Окончательная кристаллизация национализмов в Европе происходит к концу XIX века, причем к этому времени здесь складывается два принципиально разных типа национальных сообществ: с одной стороны, это национальные государства, с другой – национальные сообщества, которые не имеют своего государства, хотя могут обладать определенной автономией, культурной и даже политической, в рамках других государств. Понятно, что векторы национализмов у этих двух групп оказываются различными, и именно для второй группы характерно максимальное сближение понятий «нация» и «этнос» – по крайней мере, до тех пор, пока они не обретают своей государственности[37].

# # #

Задание 1:
Перепишите дословно весь текст о национализмах в Европе.

[Записи с указанием названных объектов]
# # #

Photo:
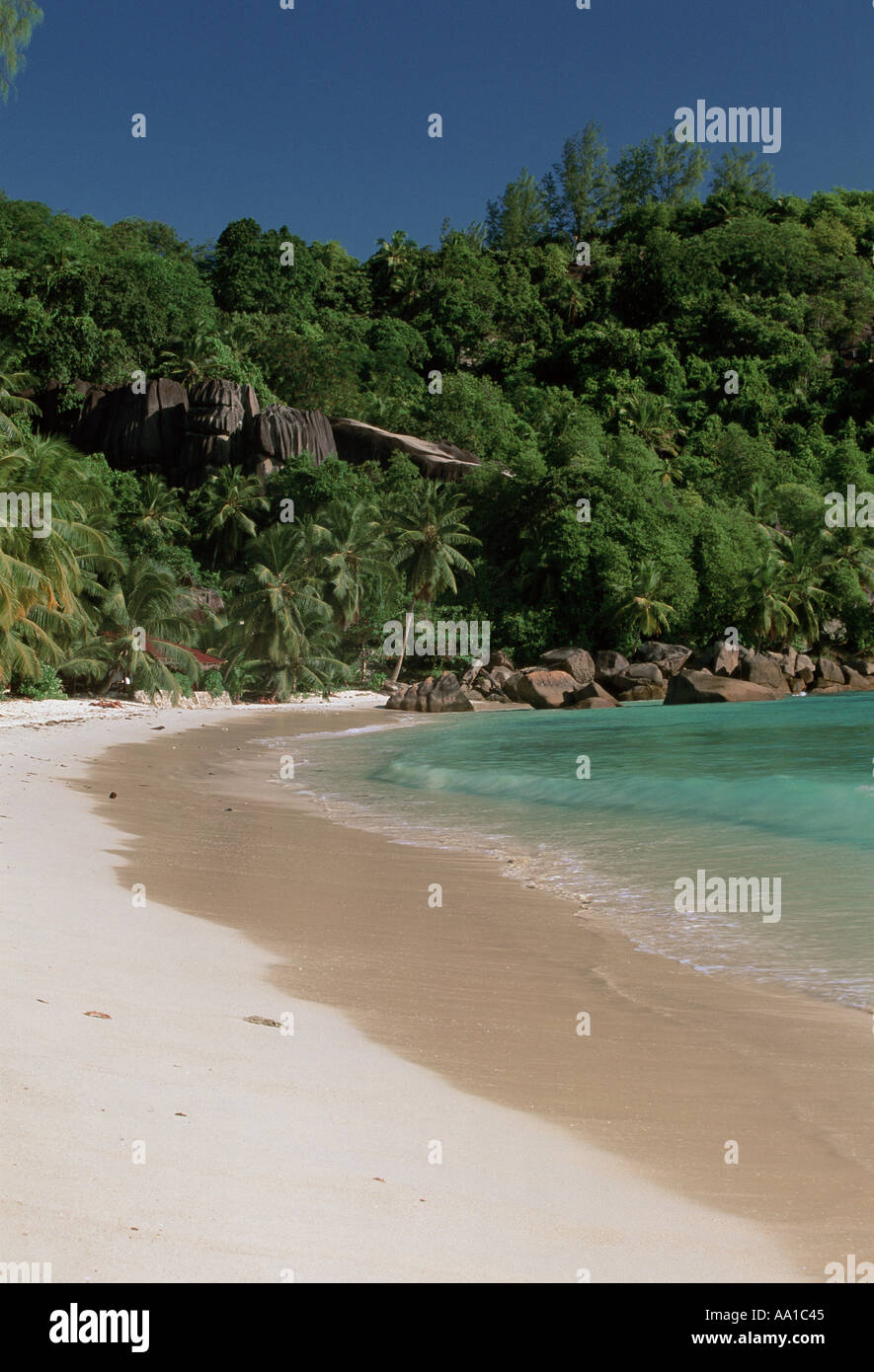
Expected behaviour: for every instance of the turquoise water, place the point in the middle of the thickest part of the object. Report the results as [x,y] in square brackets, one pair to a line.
[774,791]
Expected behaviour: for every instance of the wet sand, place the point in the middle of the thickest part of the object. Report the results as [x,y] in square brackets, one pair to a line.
[486,992]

# # #

Задание 2:
Пожалуйста, процитируйте строки листинга, начиная со строки, где есть «Expected behaviour: for every instance of the wet», и заканчивая последней строкой листинга включительно.

Ответ 1:
Окончательная кристаллизация национализмов в Европе происходит к концу XIX века, причем к этому времени здесь складывается два принципиально разных типа национальных сообществ: с одной стороны, это национальные государства, с другой – национальные сообщества, которые не имеют своего государства, хотя могут обладать определенной автономией, культурной и даже политической, в рамках других государств. Понятно, что векторы национализмов у этих двух групп оказываются различными, и именно для второй группы характерно максимальное сближение понятий «нация» и «этнос» – по крайней мере, до тех пор, пока они не обретают своей государственности[37].

Ответ 2:
Expected behaviour: for every instance of the wet sand, place the point in the middle of the thickest part of the object. Report the results as [x,y] in square brackets, one pair to a line.
[486,992]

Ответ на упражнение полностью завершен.